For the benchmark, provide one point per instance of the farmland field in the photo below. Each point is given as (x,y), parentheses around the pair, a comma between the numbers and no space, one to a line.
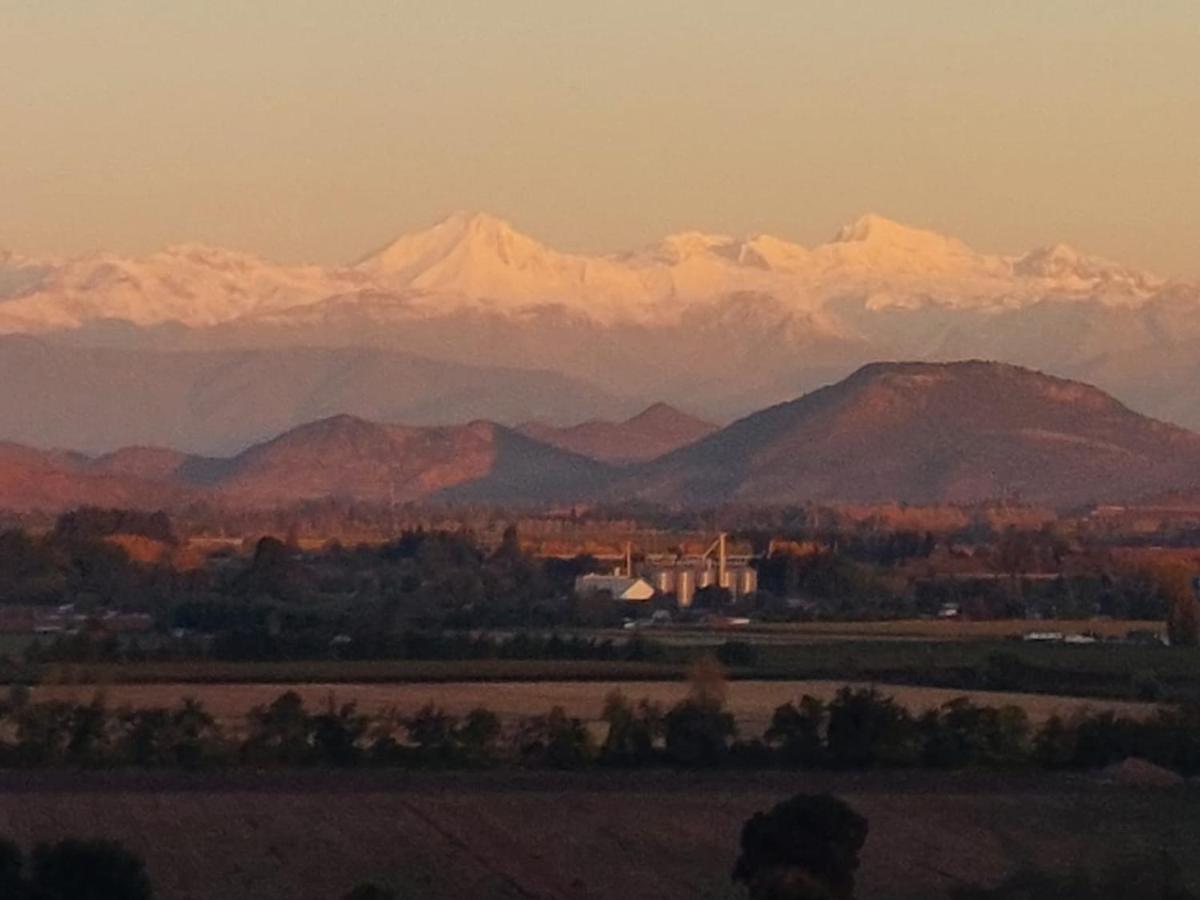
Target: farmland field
(579,837)
(750,701)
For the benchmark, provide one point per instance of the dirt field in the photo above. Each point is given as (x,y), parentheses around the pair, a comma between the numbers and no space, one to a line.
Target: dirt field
(751,702)
(594,837)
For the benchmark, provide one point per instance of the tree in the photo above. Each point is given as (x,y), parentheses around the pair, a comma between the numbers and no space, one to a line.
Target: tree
(555,741)
(699,730)
(804,849)
(12,871)
(89,870)
(1182,609)
(633,731)
(867,729)
(796,732)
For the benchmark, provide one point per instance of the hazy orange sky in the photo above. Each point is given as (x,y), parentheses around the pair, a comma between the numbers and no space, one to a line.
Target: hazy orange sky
(319,130)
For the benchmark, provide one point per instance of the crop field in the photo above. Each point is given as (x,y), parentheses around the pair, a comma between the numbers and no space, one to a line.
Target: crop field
(580,837)
(751,702)
(959,629)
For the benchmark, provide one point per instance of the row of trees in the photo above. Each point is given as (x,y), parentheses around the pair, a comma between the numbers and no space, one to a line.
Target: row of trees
(858,729)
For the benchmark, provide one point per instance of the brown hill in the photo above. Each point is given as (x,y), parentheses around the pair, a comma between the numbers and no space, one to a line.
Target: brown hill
(957,432)
(53,480)
(653,432)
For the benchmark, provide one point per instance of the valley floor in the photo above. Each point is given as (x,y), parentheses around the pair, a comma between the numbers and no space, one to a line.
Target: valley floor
(579,837)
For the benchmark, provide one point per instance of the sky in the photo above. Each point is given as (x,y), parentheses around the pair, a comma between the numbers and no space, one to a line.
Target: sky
(318,131)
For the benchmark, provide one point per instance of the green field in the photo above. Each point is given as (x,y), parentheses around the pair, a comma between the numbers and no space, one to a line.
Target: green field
(1099,671)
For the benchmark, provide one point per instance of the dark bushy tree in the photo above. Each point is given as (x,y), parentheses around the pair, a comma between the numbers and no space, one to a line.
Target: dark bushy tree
(803,849)
(868,729)
(89,870)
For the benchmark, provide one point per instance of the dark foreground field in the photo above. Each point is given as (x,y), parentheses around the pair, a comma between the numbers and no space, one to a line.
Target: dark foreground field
(496,835)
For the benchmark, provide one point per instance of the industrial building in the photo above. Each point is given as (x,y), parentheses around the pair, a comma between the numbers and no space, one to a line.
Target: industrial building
(678,576)
(619,587)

◆ Problem
Reproduce every one of the records above word for word and line for line, leaving out the pictures.

◆ Solution to the exercise
For the benchmark, provide one point per instance of the farmland field in the photo below. Each point is given as (x,y), parentheses around the pair, a comma between the numbers and no space, one to a line.
Target: farmland field
(579,837)
(750,701)
For the benchmark, provide one point per instance of the dirt field in the photo above. Each point is given as (x,y), parentheses around the pair, a comma between the numbers and no space, one to a line.
Target: dirt field
(751,702)
(594,837)
For the benchmark, provide one point per instance of the tree in the photo above. Each point is given as (x,y), parentheses around the pair, a comma between the numbers and no space, one to a line.
Target: tree
(555,741)
(699,730)
(804,849)
(12,871)
(89,870)
(1182,609)
(633,731)
(867,729)
(796,732)
For the benchmark, provide one point per instance of the hazy orange sky in the photo above. Each point is given as (x,y), parentheses around the pair, a comma between the numbers and no space, one to a line.
Target: hazy orange sky
(319,130)
For the benchmark, provide one point per instance of the crop field in the photo above. Each point is given as (x,y), parentheses around the pair, a comma between the numbers and no space, one to a line.
Target: crop field
(580,837)
(751,702)
(959,629)
For the benchmark, provide one point per instance of the row of trees in the photo above. Each point is given as (x,y), parentheses around the pair, a comma between the numbers and no space, one to a line.
Target: row of trees
(858,729)
For the benchmark, provide one point per instance of the brown hill in the photo above. Each point is given as (x,y), parentheses around the pair, a comma between the numbers and no space, one to a line.
Target: brown hill
(957,432)
(53,480)
(653,432)
For the benchmark, provide one point per instance of the valley floor in the photo above. Each point is given as (x,y), parentheses around the pair, a comma between the numbers and no space, one to a line.
Target: valley floor
(579,837)
For the benchmark, provide one point per instance of the sky in the photo above. Each point is given as (x,y), parentheses around the pair, a comma between the numbers and no space, one to a line.
Target: sky
(318,131)
For the benchmark, provide one point per instance of the green field in the photo above. Each point is given as (x,y), parentheses around the pair, a comma between the numbers and no space, one to a line.
Target: green field
(1099,671)
For the benchmark, provide one point per instance of the dark bushy tree in the photo above. Each point is given as (x,y), parentheses around the pair, a comma between the numbers and no space, one to a line.
Target: dark bushy tree
(803,849)
(868,729)
(89,870)
For the benchmark, provide one point per instance of the dark foreground field in the photo above. Each point is given as (x,y), parentheses around the pair, a comma between the numbers and no space, one to a line.
Target: dark foreground field
(496,835)
For the benchmark, provide one point per instance of the industrial building in the photo above. Each point is given as (x,y), parentheses around the pair, a comma between the numbers and no space, one to a line.
Target: industrial building
(678,576)
(619,587)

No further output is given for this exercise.